### TEXT FOR ANALYSIS

News Release

Distant quasar providing clues to early-universe conditions

Very Long Baseline Array produces detailed image

Peer-Reviewed Publication

National Radio Astronomy Observatory

Astronomers using the National Science Foundation's Very Long Baseline Array (VLBA) have made an image revealing tantalizing details of a quasar nearly 13 billion light-years from Earth -- an object that may provide important clues about the physical processes at work in the Universe's first galaxies.

The scientists studied a quasar called PSO J352.4034-15.3373 (P352-15), an unusually bright emitter of radio waves for an object so distant. The extremely sharp radio "vision" of the VLBA showed the object split into three major components, two of which show further subdivision. The components are spread over a distance of only about 5,000 light-years.

Quasars are galaxies with supermassive black holes at their cores -- black holes millions or billions of times more massive than the Sun. The powerful gravitational pull of such a black hole draws in nearby material, which forms a rotating disk around the massive object. The rapidly-spinning disk spews jets of particles moving outward at speeds approaching that of light. These energetic "engines" are bright emitters of light and radio waves.

### THE DATA
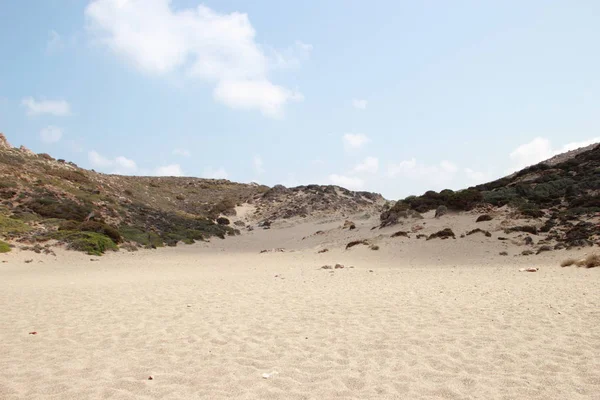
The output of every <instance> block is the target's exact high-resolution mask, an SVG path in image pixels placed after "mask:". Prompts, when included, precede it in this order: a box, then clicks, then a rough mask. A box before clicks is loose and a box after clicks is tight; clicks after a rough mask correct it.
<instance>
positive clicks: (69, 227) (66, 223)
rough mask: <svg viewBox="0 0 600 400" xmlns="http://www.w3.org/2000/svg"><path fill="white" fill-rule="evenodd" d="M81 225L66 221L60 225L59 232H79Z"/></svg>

### EXERCISE GOAL
Repeat word for word the part of the quasar news release from "News Release" up to and including "about 5,000 light-years.". Rely only on the quasar news release, not on the data.

### EXERCISE OUTPUT
News Release

Distant quasar providing clues to early-universe conditions

Very Long Baseline Array produces detailed image

Peer-Reviewed Publication

National Radio Astronomy Observatory

Astronomers using the National Science Foundation's Very Long Baseline Array (VLBA) have made an image revealing tantalizing details of a quasar nearly 13 billion light-years from Earth -- an object that may provide important clues about the physical processes at work in the Universe's first galaxies.

The scientists studied a quasar called PSO J352.4034-15.3373 (P352-15), an unusually bright emitter of radio waves for an object so distant. The extremely sharp radio "vision" of the VLBA showed the object split into three major components, two of which show further subdivision. The components are spread over a distance of only about 5,000 light-years.